Schreib den Text über die Junkers Ju 88 nach seinem letzten Satz weiter.

VORLIEGENDER TEXT:
┏━━

Die Junkers Ju 88 war ein zweimotoriges, kolbengetriebenes Kampfflugzeug der Junkers Flugzeug- und Motorenwerke (JFM), von dem im Zweiten Weltkrieg etwa 14.880 Stück gefertigt wurden. Die Ju 88 war eines der Standard-Kampfflugzeuge des Deutschen Reiches. Die ursprünglich als schneller Horizontal- und Sturzkampfbomber konzipierte Maschine wurde auch als Fernbomber, Torpedobomber, Minenleger, See- oder Fernaufklärer, zur Wetterbeobachtung, als Zerstörer, Nachtjäger, Panzerjäger oder als Tiefangriffsflugzeug eingesetzt. Die Ju-88-Produktion war eines der größten Rüstungsprogramme des Deutschen Reiches im Zweiten Weltkrieg.

 

Geschichte der ausgestellten JU 88 R1:

 

Diese Junkers Ju 88 R1 hat eine ganz besondere Geschichte. Das Flugzeug wurde von einer desertierenden Besatzung bei den Engländern abgeliefert. Nur der Bordfunker wusste nichts von den Plänen seiner beiden Kameraden. Die Maschine hatte das neueste deutsche Radarsystem “FuG 202 Lichtenstein” an Bord, als es am 9 Mai 1943 in Dyce bei Aberdeen (Schottland) eskortiert von englischen Spitfire landete. Das Lichtenstein-Gerät, eine Entwicklung von Telefunken, war eines der ersten Bordradargeräte, das der deutschen Luftwaffe im Zweiten Weltkrieg zur Verfügung stand. Der Pilot hatte einen Motorbrand vorgetäuscht und an die deutschen Funkstationen gemeldet. Diese gingen daraufhin davon aus, dass das Flugzeug ins Meer gestürzt sei. Erst einen Monat später erfuhr man über eine Rundfunksendung der BBC den wahren Sachverhalt.

┗━━

Datensätze zur Umrissbeschriftung:
┏━━

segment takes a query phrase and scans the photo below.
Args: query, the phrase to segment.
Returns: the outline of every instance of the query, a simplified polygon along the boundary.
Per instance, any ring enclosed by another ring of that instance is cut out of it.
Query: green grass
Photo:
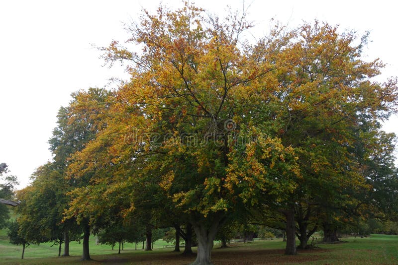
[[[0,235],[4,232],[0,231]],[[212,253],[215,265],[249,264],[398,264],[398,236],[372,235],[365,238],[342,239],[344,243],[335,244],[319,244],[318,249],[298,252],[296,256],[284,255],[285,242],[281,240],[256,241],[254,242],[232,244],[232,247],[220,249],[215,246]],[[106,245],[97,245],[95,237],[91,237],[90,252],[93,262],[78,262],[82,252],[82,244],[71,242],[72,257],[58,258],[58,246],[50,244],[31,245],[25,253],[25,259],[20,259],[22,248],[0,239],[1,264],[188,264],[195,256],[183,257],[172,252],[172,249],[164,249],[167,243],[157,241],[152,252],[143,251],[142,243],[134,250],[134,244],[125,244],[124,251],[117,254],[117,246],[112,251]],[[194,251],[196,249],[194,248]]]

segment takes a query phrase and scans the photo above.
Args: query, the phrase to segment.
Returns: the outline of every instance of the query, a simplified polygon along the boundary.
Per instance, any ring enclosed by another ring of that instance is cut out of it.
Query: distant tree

┗━━
┏━━

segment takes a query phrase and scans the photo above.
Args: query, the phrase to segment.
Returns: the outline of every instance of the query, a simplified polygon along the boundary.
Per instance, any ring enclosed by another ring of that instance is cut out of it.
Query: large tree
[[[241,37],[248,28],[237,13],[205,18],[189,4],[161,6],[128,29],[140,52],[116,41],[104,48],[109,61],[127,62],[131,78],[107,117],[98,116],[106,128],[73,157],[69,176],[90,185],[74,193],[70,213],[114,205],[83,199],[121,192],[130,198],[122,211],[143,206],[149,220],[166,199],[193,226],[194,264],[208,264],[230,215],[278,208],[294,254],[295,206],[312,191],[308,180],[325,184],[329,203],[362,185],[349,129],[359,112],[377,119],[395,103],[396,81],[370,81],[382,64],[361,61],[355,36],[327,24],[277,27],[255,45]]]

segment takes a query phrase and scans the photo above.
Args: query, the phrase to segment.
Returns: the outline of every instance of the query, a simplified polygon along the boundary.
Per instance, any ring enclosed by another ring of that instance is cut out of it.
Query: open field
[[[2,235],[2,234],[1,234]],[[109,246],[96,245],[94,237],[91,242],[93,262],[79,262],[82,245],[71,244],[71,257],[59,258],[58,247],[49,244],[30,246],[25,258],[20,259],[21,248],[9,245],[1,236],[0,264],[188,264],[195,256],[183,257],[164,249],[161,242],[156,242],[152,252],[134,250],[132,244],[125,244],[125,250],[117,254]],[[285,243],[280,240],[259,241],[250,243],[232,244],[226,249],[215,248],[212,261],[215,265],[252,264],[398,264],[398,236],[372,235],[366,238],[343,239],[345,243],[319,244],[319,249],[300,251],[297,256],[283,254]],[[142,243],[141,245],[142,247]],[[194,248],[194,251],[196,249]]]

┗━━

LÖSUNG:
 

Die Engländer gewannen durch diese Tat einen enormen Vorteil. Sie konnten nun die deutschen Radargeräte gezielt stören und Schwachstellen in ihrem eigenen Bereich abstellen. Zum Beispiel erfuhren sie, dass die Deutschen mittlerweile in der Lage waren das englische „Monica“ Rückwärtswarnradar zum Auffinden der Bomber zu benutzen.

 

Der desertierte Pilot ist nie in seine Heimat zurückgekehrt und lebte nach dem Krieg mit einer neuen Identität. 1945 wurde diese Junkers JU-88 eingelagert, um 1976 in St Athan restauriert zu werden. Heute steht sie im Museum der Royal Air Force (RAF) in London.

Die Junkers Ju 88 war Ende 1935 das Ergebnis einer Ausschreibung für ein mittleres, schnelles Kampfflugzeug. An der Ausschreibung hatten sich neben Junkers noch Dornier, Henschel, Messerschmitt und später auch Heinkel beteiligt.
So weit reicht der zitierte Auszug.